REQUEST A:
Please extract everything from "The 38th District includes" down to "News-Press office yesterday." in the article on the Hull–Kory primary below, copying the words unchanged.

SELECTION:
____________

Kory Determined To Unseat 17-Yr. Vet on June 9
Del. Bob Hull, who has represented the 38th District in the Virginia House of Delegates since 1992, says he is “genuinely surprised” that he’s being challenged in the upcoming June 9 primary by fellow Democrat Kaye Kory, an elected member of the Fairfax County School Board.
The 38th District includes the Mason District of the greater Falls Church area of Fairfax County, and a small part of its Providence District.
“It would be one thing if I were completely off the Democratic reservation, but I have a solid record of support over 17 years for my voting record on matters of choice, the environment, equality, labor, education, transportation and so forth,” Hull told the News-Press in an interview at the News-Press office yesterday.
Indeed, Kory, interviewed by the News-Press at a Bailey’s Crossroads restaurant Tuesday, did not include any of those issues in delineating her disagreements with Hull that led to her decision to run against him about a year ago.

____________

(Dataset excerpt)
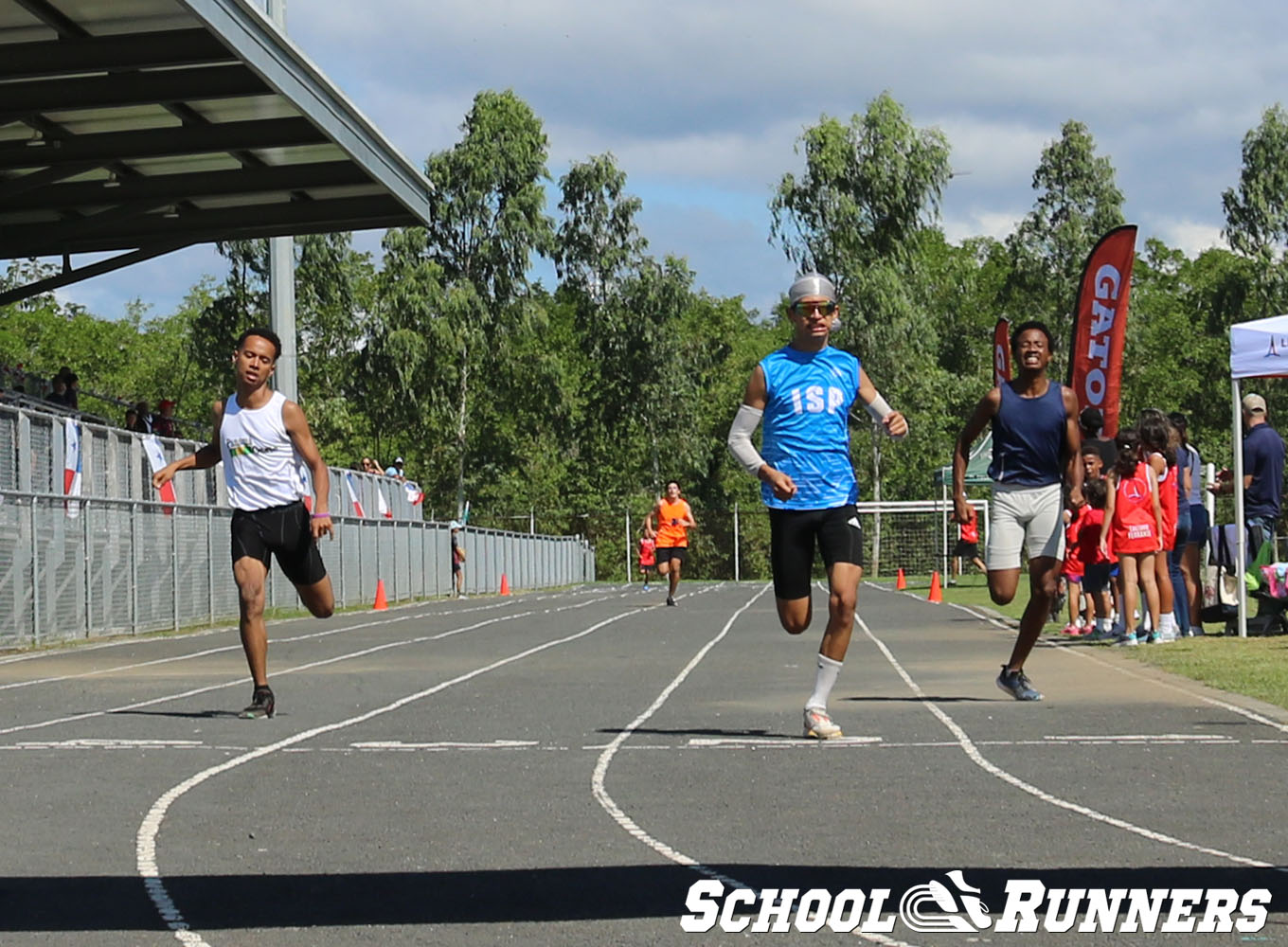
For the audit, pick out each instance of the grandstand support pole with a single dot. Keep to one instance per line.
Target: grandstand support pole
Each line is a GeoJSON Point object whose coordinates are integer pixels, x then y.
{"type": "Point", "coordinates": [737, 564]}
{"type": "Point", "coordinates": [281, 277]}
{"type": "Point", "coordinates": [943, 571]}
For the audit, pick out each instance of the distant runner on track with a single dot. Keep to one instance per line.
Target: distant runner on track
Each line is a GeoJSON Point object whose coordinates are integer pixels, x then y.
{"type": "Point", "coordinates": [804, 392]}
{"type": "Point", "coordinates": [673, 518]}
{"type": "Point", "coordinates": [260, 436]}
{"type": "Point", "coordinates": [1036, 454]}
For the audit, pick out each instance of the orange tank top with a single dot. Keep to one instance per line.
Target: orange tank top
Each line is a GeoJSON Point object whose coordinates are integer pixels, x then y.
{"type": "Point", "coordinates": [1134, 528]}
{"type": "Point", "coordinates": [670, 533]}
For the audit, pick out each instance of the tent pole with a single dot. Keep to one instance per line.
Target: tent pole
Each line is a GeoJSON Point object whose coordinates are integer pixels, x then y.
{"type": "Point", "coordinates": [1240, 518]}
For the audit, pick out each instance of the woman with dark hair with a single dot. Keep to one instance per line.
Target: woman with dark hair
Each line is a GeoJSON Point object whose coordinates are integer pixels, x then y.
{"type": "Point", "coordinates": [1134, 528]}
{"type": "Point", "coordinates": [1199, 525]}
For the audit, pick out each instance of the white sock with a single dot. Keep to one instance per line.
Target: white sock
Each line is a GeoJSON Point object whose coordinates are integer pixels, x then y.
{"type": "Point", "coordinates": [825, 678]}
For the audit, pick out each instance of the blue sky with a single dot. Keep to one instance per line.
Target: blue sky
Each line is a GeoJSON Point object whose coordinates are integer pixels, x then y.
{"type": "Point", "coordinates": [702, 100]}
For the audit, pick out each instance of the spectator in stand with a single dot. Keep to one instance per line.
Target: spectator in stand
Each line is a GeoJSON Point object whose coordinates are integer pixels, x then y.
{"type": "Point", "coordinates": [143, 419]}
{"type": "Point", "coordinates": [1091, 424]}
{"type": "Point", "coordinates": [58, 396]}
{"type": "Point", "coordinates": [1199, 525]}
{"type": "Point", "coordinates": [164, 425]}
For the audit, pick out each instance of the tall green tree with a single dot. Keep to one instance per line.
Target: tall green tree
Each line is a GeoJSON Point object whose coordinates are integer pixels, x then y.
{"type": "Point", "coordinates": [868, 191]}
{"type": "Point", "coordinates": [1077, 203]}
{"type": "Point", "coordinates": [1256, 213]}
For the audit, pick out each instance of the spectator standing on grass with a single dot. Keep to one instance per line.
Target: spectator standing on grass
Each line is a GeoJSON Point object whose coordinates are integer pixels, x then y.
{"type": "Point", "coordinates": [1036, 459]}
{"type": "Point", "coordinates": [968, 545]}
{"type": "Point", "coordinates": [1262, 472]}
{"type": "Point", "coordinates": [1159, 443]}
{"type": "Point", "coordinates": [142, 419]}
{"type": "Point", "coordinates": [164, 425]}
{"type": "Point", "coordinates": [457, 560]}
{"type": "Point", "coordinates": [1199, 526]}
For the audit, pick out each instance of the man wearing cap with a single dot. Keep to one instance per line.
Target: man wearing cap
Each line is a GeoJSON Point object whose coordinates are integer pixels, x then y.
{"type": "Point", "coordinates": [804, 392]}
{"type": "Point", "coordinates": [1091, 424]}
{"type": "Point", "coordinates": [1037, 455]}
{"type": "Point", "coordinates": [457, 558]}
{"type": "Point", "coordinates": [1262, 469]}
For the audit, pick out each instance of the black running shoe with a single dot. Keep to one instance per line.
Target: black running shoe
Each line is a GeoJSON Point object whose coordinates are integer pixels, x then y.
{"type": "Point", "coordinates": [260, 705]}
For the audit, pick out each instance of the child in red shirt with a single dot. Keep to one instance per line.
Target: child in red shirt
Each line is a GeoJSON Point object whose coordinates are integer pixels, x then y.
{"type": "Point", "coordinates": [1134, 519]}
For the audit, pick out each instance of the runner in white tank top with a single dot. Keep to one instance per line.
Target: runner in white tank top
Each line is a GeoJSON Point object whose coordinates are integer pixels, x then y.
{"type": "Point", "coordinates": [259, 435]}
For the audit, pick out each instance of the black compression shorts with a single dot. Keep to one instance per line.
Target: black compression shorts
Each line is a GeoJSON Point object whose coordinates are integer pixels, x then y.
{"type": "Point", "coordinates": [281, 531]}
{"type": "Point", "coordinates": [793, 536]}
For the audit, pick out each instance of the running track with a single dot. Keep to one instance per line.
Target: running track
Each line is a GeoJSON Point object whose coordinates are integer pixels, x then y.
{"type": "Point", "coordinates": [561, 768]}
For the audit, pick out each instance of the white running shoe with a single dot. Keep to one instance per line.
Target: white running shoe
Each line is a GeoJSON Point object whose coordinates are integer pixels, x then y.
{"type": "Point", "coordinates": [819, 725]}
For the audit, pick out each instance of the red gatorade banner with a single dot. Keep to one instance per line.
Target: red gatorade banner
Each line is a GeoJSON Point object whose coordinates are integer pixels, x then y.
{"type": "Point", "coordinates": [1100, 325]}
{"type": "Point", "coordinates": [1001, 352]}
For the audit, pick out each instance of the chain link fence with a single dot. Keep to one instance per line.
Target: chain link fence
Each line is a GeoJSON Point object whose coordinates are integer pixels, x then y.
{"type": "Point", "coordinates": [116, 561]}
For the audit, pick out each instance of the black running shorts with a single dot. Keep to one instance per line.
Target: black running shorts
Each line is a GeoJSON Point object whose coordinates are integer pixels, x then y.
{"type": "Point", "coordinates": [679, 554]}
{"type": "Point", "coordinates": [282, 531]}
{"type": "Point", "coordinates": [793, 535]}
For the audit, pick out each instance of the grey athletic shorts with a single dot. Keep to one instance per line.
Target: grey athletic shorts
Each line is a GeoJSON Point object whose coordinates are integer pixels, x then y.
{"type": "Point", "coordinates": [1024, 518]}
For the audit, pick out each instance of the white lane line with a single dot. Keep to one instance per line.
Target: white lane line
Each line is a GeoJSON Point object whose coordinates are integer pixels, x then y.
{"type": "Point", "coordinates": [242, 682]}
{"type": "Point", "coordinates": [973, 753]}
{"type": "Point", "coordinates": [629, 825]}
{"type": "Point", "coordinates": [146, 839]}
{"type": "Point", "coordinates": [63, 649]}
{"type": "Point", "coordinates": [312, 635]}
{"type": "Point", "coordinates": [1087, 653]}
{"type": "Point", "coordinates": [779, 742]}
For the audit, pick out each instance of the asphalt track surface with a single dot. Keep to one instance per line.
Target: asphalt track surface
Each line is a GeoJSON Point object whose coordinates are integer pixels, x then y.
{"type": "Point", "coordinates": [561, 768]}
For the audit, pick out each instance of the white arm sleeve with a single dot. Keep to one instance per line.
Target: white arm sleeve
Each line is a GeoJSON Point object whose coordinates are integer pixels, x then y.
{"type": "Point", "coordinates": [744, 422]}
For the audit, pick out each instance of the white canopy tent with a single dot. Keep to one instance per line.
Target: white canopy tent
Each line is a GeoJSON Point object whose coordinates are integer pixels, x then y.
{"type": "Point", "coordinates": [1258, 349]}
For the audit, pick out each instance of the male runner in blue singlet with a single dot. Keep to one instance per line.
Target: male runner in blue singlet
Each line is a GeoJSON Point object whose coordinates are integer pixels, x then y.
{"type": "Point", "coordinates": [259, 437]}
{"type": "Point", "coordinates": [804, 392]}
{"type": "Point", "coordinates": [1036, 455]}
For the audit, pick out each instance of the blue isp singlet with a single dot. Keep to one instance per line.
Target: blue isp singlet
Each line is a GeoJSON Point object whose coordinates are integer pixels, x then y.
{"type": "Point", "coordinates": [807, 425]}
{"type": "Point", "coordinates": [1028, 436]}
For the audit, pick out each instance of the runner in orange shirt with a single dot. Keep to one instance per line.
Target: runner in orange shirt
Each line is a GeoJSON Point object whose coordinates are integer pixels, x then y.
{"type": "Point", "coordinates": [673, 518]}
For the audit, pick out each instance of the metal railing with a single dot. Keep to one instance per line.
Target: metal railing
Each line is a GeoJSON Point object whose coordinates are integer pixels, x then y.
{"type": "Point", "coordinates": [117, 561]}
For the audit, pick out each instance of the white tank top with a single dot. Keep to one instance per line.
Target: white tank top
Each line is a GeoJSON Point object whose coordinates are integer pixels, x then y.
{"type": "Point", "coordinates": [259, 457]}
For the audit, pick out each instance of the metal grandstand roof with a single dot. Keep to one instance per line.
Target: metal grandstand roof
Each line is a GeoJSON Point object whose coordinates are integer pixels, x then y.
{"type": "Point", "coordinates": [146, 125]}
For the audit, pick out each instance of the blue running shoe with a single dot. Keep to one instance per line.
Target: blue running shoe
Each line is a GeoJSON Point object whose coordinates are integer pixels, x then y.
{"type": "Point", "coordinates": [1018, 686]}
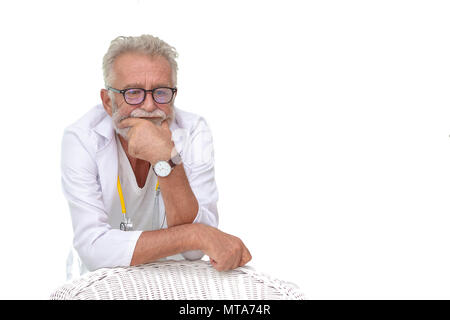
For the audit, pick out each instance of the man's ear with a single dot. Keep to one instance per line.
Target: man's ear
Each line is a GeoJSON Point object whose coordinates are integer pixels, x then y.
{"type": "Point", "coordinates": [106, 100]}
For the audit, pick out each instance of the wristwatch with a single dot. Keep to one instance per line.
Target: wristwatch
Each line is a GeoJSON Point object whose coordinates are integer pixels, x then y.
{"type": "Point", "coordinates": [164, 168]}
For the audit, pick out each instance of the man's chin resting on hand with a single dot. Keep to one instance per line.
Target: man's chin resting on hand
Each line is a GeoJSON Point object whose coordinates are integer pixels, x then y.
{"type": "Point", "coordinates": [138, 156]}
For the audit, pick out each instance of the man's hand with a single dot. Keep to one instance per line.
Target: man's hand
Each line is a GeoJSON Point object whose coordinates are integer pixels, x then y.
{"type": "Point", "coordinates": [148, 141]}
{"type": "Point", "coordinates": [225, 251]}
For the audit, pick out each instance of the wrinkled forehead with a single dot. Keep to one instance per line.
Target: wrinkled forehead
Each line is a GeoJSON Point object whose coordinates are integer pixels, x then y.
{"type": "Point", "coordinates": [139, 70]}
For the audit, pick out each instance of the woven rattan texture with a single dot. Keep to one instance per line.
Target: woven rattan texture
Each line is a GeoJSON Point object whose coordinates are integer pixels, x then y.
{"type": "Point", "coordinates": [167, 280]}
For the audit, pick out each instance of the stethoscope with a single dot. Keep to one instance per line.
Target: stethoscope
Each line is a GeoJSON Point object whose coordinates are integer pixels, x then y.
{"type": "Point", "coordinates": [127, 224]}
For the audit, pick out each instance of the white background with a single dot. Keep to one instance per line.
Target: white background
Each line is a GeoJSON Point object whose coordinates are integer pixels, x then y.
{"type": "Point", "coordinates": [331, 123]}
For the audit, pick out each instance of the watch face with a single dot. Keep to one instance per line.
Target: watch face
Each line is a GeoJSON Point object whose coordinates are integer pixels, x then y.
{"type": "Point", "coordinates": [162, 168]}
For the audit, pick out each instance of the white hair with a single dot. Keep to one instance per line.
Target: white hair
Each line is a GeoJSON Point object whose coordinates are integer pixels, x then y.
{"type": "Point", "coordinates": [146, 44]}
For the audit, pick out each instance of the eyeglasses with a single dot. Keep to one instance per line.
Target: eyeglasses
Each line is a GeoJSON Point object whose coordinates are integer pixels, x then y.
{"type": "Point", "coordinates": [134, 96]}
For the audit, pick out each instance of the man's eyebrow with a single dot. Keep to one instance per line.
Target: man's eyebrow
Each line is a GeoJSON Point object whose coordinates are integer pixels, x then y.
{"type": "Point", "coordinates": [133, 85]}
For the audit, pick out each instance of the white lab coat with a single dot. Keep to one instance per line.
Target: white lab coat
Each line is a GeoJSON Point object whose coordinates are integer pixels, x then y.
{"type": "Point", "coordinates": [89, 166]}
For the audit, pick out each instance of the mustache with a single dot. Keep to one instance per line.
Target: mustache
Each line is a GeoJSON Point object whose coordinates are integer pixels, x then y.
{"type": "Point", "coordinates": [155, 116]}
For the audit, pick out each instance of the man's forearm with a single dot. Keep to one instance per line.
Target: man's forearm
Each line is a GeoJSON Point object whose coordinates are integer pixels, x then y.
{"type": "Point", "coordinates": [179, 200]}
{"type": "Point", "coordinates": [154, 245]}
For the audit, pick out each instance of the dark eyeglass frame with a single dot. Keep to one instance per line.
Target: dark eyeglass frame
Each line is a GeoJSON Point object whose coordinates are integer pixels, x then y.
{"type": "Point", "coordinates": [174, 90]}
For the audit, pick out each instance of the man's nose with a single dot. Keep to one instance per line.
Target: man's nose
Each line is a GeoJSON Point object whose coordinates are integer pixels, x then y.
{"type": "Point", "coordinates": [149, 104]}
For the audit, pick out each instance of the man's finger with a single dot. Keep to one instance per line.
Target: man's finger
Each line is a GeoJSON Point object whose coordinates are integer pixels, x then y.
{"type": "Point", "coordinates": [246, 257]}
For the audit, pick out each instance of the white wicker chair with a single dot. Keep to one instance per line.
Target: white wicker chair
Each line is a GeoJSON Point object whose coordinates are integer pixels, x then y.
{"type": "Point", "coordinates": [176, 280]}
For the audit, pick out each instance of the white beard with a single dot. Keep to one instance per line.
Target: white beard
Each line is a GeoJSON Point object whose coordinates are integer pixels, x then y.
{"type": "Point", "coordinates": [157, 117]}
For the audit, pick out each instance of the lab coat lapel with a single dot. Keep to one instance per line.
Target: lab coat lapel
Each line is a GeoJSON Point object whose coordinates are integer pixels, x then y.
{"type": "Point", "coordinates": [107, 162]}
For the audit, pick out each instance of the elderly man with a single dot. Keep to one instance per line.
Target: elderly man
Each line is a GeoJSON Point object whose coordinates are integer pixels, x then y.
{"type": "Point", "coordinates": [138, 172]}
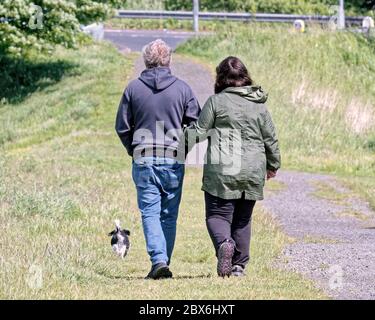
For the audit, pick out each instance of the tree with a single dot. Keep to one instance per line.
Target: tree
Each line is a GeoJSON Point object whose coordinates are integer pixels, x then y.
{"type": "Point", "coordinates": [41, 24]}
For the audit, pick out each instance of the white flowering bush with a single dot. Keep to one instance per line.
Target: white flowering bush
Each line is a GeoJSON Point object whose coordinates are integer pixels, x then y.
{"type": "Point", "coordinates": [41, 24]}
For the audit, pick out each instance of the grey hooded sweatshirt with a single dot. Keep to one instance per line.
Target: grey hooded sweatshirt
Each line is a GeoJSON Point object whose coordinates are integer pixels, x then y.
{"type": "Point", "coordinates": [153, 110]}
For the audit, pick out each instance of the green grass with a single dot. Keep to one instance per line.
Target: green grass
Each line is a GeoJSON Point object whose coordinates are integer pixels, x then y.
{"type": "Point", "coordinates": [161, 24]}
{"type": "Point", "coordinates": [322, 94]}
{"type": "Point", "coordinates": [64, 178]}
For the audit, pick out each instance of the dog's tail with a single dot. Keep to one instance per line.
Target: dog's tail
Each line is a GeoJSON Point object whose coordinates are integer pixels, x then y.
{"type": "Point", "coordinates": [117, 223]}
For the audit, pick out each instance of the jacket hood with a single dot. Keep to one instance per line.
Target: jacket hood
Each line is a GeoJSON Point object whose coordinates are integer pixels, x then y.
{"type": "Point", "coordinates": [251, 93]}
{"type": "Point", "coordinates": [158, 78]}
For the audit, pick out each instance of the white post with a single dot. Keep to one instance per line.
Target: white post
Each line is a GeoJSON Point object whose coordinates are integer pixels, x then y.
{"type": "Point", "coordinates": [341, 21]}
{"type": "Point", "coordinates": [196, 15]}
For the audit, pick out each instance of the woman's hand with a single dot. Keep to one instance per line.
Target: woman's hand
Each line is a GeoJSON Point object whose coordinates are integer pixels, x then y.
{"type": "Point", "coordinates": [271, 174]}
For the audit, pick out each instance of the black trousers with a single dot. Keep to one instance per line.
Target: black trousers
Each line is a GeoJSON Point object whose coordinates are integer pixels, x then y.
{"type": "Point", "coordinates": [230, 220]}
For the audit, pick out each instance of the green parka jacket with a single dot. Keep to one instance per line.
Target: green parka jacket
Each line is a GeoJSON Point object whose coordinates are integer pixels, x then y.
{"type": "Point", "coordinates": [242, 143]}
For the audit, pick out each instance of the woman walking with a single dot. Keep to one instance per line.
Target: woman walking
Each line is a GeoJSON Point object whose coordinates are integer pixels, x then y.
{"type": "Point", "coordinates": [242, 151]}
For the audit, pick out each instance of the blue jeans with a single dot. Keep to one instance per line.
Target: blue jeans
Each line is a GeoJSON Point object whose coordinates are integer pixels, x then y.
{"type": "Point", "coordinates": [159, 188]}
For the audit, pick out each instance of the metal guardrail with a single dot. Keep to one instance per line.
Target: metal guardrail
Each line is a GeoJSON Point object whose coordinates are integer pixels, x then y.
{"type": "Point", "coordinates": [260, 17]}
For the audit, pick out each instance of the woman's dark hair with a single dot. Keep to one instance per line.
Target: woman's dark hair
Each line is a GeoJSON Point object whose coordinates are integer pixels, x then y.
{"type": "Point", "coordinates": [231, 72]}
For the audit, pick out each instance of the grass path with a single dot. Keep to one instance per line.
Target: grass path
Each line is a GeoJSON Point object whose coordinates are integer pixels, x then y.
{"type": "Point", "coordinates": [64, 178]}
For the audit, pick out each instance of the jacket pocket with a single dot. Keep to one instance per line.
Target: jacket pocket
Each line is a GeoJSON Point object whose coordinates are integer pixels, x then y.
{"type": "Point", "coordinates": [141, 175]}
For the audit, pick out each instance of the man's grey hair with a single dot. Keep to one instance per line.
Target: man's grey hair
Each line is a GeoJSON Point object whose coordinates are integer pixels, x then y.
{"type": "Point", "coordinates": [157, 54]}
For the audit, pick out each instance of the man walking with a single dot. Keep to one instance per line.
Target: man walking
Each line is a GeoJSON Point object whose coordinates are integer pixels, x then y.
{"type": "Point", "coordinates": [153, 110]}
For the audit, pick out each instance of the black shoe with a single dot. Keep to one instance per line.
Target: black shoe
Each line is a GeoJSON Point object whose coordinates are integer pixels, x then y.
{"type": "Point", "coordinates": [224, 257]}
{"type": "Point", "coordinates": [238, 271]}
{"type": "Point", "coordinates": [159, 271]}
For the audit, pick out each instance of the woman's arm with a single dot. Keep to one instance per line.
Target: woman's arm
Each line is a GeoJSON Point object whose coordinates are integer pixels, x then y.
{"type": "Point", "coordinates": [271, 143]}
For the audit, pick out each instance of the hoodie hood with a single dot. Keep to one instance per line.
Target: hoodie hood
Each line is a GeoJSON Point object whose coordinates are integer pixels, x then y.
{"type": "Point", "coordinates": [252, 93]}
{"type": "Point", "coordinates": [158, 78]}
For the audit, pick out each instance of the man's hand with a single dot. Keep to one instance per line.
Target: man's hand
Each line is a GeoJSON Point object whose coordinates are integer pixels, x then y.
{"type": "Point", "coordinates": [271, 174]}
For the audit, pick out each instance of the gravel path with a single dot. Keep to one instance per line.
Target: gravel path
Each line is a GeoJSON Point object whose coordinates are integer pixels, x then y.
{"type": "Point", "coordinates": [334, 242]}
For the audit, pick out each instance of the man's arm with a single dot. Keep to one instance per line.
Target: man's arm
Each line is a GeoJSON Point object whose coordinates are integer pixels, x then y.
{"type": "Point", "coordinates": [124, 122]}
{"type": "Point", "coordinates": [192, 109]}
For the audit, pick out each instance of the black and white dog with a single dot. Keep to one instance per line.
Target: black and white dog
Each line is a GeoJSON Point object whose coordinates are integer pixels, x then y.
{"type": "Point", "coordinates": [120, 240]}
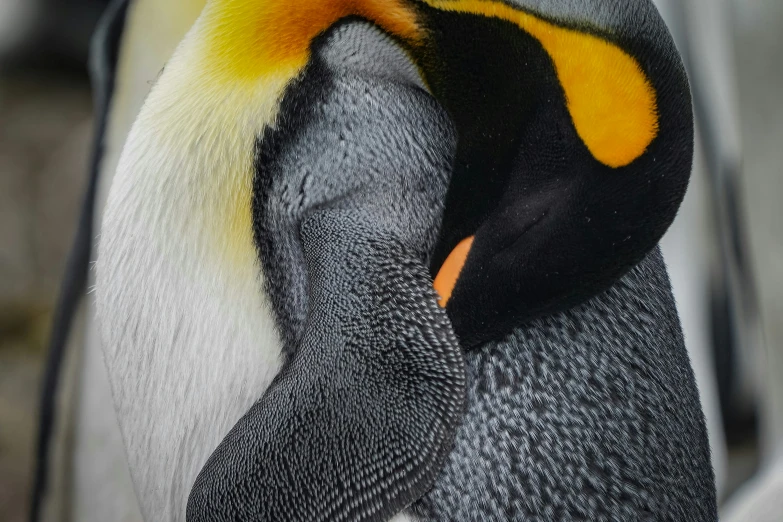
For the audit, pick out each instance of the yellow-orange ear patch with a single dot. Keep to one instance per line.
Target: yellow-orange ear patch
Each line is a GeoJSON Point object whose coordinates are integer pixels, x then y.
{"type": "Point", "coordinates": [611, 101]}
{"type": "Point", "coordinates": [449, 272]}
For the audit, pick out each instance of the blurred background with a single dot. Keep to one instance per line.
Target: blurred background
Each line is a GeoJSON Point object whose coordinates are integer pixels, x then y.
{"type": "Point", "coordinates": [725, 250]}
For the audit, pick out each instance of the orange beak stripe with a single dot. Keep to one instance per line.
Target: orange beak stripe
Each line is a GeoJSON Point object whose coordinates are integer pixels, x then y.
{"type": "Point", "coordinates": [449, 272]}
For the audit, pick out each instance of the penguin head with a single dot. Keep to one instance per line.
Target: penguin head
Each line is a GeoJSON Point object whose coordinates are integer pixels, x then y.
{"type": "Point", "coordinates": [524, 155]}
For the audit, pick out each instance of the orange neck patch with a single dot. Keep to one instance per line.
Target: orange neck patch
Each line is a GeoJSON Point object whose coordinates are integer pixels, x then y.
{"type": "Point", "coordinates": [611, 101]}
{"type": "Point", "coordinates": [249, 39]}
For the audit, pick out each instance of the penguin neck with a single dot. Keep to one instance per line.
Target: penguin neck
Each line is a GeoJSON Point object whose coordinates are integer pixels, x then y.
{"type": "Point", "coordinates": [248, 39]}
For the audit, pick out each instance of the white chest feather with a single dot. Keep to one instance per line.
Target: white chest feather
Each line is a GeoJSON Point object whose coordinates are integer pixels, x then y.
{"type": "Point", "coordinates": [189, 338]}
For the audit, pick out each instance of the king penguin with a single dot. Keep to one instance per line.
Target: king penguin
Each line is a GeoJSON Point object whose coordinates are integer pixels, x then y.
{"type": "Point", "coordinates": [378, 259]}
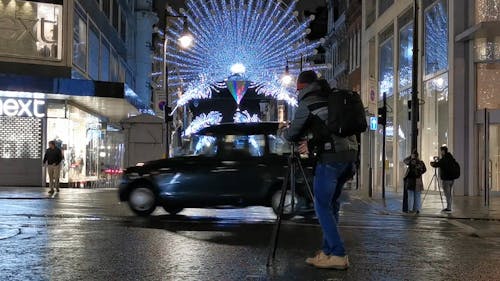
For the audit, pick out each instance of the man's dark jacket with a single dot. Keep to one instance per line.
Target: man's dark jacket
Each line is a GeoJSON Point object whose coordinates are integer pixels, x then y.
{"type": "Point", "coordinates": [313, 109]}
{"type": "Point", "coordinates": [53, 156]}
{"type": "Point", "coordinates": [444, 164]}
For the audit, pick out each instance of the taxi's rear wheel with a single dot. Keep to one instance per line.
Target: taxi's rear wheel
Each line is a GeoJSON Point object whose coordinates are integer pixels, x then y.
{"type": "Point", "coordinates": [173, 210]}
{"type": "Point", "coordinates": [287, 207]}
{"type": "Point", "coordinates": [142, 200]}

____________

REQUEST B:
Count the lines of the records above that contain the string "chain", treating uppercase and lowercase as different, and give only the number.

EXPECTED OUTPUT A:
The 38th District includes the Mason District of the greater Falls Church area of Fairfax County, and a small part of its Providence District.
“It would be one thing if I were completely off the Democratic reservation, but I have a solid record of support over 17 years for my voting record on matters of choice, the environment, equality, labor, education, transportation and so forth,” Hull told the News-Press in an interview at the News-Press office yesterday.

EXPECTED OUTPUT B:
2